### Input
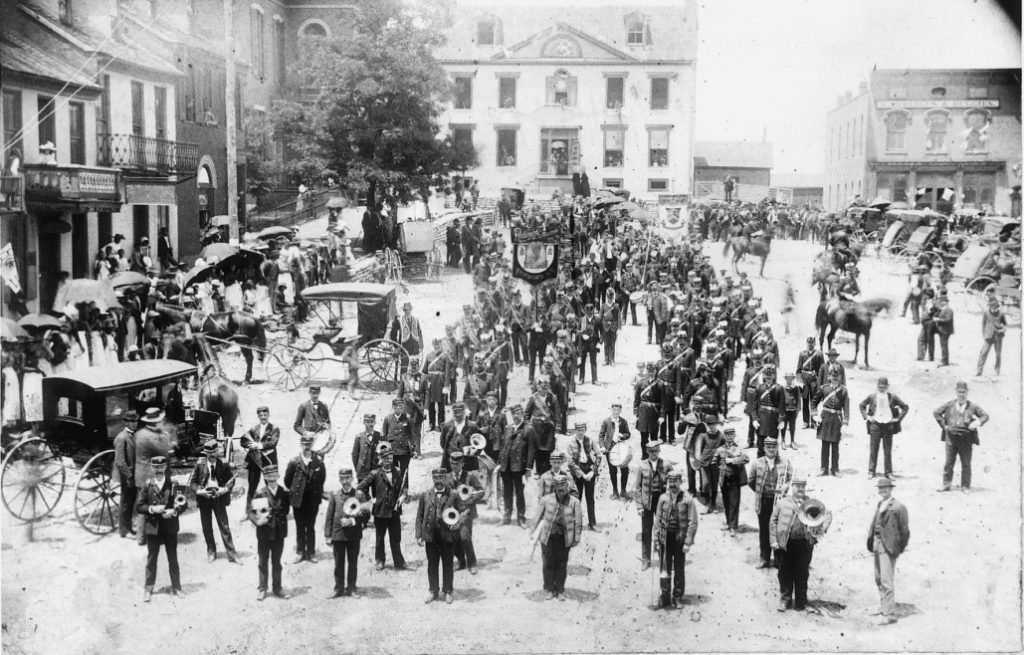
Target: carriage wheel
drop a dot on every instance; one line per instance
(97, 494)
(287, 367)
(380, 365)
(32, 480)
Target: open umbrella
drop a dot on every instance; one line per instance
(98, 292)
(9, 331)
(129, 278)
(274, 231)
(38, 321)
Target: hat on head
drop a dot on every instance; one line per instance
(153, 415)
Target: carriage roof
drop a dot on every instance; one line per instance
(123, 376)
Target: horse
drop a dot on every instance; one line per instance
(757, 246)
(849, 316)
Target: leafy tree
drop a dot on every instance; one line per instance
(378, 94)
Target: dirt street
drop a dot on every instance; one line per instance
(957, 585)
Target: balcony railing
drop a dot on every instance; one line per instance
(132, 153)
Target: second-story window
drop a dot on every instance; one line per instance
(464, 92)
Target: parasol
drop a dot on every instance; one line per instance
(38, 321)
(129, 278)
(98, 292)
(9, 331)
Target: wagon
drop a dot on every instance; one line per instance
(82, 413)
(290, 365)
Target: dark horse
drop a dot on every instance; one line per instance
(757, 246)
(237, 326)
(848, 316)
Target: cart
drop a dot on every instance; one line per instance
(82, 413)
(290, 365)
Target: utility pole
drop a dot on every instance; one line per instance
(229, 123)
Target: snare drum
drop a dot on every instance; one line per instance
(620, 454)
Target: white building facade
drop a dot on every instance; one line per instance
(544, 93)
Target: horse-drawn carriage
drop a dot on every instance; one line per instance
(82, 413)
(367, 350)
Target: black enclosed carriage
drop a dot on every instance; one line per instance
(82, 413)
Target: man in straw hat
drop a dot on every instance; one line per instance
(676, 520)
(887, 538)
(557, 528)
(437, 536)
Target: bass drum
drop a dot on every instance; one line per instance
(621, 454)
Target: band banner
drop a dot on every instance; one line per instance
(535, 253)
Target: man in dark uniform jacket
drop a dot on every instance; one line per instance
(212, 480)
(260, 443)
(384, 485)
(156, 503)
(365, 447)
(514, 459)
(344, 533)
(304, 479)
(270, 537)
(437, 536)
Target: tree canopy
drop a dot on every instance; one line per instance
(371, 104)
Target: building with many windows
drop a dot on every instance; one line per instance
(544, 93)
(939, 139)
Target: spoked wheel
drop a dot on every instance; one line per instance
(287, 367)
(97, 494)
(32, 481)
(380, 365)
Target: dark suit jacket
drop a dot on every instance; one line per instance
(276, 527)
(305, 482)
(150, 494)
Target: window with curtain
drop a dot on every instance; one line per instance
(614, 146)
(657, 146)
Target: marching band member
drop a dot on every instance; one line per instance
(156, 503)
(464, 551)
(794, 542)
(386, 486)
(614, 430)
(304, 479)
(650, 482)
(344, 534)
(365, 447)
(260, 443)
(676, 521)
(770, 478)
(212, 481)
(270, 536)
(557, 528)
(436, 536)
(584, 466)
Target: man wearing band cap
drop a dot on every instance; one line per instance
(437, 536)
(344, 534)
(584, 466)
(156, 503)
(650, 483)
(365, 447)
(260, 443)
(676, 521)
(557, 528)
==
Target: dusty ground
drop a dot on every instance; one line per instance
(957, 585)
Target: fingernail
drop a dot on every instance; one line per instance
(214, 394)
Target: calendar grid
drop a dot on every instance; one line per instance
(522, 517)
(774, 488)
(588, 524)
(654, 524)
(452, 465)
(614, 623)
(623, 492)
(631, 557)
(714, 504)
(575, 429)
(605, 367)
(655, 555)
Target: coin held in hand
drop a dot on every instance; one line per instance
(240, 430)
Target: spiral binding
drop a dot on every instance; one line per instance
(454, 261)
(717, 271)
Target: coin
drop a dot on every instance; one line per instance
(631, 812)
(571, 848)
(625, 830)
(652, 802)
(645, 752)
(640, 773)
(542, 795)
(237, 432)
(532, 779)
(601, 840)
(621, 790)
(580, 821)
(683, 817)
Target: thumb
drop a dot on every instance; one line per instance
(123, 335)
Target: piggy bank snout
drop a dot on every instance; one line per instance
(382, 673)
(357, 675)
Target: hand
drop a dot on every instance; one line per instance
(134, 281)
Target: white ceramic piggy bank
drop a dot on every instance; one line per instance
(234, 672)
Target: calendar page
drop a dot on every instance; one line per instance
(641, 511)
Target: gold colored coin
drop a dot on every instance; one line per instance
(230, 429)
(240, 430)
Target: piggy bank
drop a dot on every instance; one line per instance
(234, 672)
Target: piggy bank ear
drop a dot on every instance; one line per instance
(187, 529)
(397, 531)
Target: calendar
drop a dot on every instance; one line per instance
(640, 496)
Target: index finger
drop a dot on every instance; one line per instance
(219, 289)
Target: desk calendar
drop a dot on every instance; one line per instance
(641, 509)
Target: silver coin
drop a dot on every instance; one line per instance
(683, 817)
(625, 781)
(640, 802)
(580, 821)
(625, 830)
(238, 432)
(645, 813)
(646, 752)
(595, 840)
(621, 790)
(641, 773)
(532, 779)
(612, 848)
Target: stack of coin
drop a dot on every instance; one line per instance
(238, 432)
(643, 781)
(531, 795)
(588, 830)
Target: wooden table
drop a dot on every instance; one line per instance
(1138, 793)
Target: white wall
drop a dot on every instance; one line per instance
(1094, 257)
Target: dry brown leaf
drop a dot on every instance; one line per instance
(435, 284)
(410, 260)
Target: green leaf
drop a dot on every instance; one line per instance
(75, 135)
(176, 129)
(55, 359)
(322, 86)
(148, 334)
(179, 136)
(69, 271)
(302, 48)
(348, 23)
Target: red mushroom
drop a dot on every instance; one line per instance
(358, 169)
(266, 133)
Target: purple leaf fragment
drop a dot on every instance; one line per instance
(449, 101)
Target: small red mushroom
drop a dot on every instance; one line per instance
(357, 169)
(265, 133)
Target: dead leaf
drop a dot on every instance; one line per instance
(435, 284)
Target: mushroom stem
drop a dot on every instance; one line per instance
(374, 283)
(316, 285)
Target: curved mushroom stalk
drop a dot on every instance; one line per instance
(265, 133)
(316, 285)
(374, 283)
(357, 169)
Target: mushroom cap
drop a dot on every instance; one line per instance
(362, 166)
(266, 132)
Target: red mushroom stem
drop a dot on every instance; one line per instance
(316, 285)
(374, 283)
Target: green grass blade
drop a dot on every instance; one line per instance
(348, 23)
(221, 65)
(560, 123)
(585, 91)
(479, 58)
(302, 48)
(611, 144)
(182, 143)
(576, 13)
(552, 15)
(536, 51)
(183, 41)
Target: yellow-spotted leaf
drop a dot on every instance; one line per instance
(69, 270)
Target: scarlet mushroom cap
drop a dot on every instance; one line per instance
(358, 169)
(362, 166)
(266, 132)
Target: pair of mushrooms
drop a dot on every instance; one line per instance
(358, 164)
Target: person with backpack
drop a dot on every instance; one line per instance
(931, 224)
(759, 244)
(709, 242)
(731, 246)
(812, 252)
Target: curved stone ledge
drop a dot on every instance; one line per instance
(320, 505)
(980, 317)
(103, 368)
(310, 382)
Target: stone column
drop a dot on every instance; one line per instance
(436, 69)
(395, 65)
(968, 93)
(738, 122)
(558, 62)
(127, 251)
---
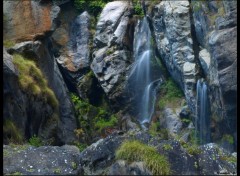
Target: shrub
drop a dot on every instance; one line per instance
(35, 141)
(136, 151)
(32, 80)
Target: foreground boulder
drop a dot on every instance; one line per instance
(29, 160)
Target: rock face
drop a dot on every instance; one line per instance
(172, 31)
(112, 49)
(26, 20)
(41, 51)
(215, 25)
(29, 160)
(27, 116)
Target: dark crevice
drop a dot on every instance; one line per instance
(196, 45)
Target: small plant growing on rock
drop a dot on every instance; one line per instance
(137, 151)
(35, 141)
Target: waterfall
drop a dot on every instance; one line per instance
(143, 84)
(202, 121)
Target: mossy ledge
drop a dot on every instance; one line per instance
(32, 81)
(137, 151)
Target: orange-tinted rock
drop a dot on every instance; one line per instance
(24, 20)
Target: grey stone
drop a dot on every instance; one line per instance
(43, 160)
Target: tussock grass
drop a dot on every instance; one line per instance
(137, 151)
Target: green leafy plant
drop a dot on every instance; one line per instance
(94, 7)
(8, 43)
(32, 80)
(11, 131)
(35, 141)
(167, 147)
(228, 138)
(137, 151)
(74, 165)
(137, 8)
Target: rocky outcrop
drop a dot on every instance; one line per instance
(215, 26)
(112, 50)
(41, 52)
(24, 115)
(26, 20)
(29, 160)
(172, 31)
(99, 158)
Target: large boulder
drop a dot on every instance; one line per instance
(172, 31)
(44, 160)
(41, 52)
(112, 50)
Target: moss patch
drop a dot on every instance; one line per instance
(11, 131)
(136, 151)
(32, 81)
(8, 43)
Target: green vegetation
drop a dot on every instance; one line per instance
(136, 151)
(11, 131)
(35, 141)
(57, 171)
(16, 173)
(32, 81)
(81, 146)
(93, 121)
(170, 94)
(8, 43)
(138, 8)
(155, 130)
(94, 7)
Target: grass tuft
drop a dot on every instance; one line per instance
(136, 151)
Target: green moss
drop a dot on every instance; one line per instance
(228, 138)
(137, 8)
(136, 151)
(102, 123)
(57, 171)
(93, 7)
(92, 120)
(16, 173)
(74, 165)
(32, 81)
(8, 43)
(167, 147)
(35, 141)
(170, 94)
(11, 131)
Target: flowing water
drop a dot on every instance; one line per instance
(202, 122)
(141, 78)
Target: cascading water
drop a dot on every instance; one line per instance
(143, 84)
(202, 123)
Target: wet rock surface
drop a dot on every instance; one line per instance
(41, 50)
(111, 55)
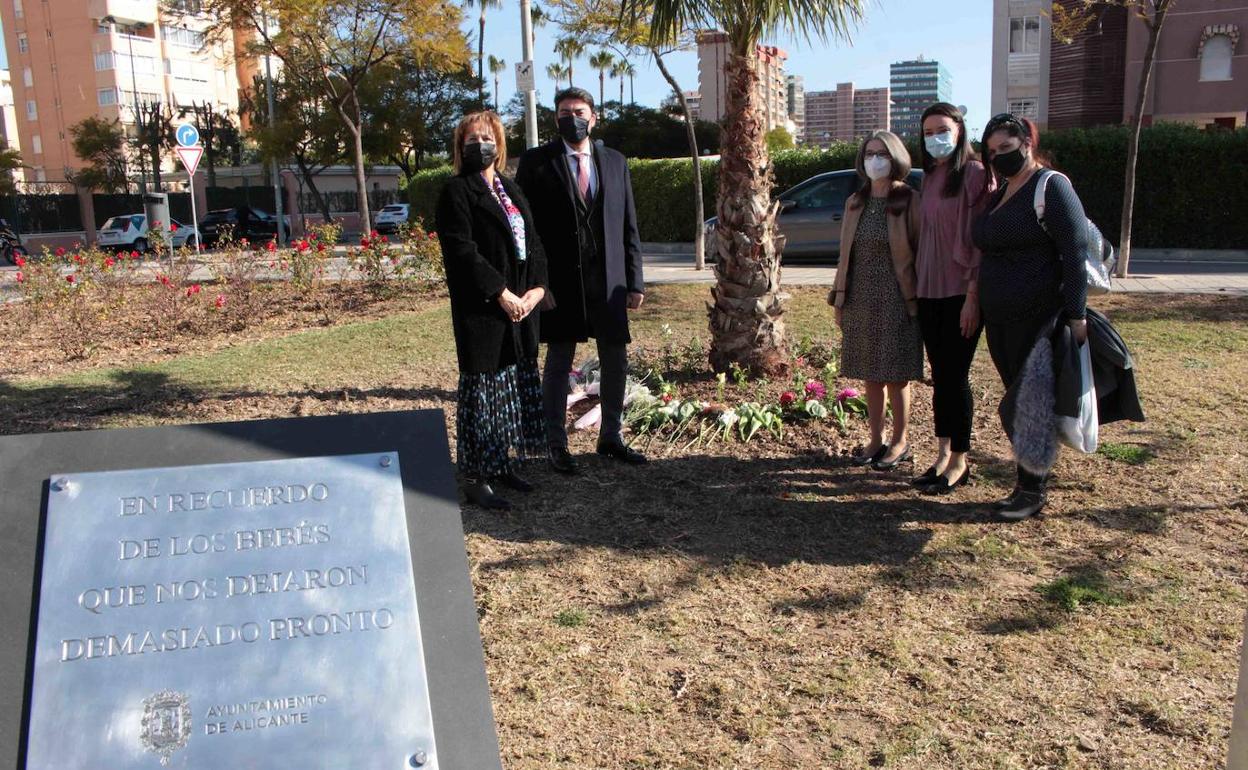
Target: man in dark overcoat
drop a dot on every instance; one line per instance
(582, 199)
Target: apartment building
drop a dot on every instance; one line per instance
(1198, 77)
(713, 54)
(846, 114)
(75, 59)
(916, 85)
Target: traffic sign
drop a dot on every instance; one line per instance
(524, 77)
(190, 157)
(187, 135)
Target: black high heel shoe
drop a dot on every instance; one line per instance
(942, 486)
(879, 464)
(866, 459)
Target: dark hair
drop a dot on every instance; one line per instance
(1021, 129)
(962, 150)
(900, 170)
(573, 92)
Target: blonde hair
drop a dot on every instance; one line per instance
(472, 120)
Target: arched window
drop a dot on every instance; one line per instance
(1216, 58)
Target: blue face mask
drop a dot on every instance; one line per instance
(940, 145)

### To be done
Pick out every line of the data above that contains the string "coin", and copy each one in full. Count only matches with the same letter case.

### Exercise solution
Target: coin held in hand
Target: coin
Target: gold colored coin
Target: silver coin
Target: stack of coin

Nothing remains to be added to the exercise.